===== SOURCE EXTRACT
Basics Threads

A thread is the unit of execution that the operating system schedules on a processor core. Every process starts with one thread — the primary thread — and may create additional threads to perform work concurrently. All threads within a process share its address space, open file handles, and other resources, but each thread has its own stack, register set, and program counter. This shared-memory model enables efficient communication between threads but introduces the possibility of data races and requires explicit synchronization.

1. Thread Basics

Threads vs. processes. Creating a new process duplicates the parent's page tables, file descriptor table, and kernel bookkeeping — an expensive operation. Creating a thread within an existing process is much cheaper: it allocates a new stack (typically 1–8 MB reserved, a few pages committed) and a kernel thread object, but shares everything else. This is why servers favor thread pools or async I/O over spawning a new process per request.

The thread stack. Each thread gets its own call stack. Local variables, function parameters, and return addresses for that thread's call chain all live there. Stack size is fixed at thread creation; overflowing it causes a stack overflow exception or a segmentation fault. Heap memory, global variables, and static data are shared among all threads in the process.

Hardware threads and logical processors. A physical core may expose two hardware threads via simultaneous multithreading (SMT, marketed as Hyper-Threading on Intel). The OS scheduler sees each hardware thread as a logical processor. Software threads are multiplexed onto logical processors by the scheduler; a machine with 8 logical processors can run 8 threads truly in parallel at any instant.

2. Thread Lifecycle

A thread moves through a sequence of states from creation to termination:

New: the thread object has been created but the OS thread has not yet started executing (e.g., a newly constructed std::thread before its entry function runs).
Runnable: the thread is ready to execute and waiting for the scheduler to assign it a processor. It is in the run queue.
Running: the thread is actively executing on a logical processor. The scheduler may preempt it at any time — saving its register state and placing it back in the run queue — to let another thread run.
Blocked / Waiting: the thread is not runnable because it is waiting for an event: an I/O completion, a mutex lock, a condition variable signal, a sleep timer, or a join on another thread. The scheduler does not waste CPU cycles on a blocked thread.
Terminated: the thread's entry function has returned or the thread was explicitly killed. Resources (stack, kernel object) are reclaimed when the thread is joined or detached.
==========
===== DATASET EXTRACT
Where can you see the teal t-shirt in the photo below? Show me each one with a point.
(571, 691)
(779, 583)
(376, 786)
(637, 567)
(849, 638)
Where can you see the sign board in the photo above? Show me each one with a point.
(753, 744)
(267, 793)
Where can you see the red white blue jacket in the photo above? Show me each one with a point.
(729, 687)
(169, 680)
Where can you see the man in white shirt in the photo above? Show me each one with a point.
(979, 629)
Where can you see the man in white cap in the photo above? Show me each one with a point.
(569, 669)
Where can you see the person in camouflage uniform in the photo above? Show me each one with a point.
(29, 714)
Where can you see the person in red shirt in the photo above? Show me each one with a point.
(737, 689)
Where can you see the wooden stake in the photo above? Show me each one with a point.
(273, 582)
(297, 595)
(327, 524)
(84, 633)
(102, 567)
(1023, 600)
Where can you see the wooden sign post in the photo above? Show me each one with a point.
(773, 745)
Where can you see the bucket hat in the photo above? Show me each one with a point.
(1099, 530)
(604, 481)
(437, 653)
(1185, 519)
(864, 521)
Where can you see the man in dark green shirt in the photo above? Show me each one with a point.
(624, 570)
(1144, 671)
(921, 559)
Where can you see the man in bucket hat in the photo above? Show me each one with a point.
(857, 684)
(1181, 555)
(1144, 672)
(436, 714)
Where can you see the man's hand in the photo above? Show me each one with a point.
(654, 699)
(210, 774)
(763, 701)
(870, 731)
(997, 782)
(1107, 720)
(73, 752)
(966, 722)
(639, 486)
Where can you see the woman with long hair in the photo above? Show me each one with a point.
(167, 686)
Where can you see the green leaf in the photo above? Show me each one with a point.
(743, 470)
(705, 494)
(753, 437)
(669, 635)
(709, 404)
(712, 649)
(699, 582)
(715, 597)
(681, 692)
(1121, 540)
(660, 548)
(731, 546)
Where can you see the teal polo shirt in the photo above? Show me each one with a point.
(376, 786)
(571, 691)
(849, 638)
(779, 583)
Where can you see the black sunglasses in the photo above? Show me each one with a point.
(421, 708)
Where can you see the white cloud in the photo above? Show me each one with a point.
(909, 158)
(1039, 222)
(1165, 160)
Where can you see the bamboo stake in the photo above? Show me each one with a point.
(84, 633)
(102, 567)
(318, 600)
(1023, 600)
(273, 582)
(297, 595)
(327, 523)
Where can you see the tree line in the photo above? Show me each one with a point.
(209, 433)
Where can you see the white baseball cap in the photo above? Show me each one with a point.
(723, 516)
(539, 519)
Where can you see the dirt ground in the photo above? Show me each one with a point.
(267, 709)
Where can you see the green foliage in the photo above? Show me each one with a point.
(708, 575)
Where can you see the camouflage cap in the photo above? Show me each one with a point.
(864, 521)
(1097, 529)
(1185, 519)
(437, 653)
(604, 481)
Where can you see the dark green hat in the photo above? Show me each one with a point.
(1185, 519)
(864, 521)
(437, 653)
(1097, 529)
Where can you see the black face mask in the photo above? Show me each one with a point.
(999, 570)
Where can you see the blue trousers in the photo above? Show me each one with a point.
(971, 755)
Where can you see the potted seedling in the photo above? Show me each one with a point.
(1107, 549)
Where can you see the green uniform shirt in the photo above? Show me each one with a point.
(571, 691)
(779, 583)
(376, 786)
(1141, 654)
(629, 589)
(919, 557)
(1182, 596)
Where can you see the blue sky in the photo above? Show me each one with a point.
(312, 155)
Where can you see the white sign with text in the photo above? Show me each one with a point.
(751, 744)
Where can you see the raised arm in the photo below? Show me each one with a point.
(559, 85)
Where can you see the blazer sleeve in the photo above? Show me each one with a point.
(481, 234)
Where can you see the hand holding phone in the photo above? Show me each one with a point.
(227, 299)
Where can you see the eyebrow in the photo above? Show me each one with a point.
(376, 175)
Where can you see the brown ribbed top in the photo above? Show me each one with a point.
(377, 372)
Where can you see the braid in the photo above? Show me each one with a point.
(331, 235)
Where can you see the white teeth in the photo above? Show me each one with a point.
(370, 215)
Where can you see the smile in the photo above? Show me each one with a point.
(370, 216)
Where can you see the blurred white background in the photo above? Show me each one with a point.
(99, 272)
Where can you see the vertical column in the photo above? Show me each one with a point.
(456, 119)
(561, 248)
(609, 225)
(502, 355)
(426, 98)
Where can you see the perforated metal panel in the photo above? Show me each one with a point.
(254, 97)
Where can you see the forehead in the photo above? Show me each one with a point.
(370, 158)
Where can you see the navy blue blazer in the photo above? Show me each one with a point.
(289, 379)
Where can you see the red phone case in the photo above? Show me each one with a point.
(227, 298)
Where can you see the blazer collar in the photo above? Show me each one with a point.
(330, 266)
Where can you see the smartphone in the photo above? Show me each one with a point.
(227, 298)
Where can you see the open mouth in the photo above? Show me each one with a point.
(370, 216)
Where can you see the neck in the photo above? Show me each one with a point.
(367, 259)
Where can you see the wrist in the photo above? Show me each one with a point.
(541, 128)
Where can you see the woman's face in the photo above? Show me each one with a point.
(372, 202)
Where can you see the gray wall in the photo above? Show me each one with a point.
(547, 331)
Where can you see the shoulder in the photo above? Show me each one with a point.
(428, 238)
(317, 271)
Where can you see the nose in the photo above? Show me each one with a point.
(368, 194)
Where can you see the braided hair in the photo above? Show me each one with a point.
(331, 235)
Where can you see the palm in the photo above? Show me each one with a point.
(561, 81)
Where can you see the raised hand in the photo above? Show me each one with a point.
==========
#### JOB
In the text on thread basics, when are a terminated thread's stack and kernel object reclaimed?

#### COMPLETE ANSWER
When the thread is joined or detached.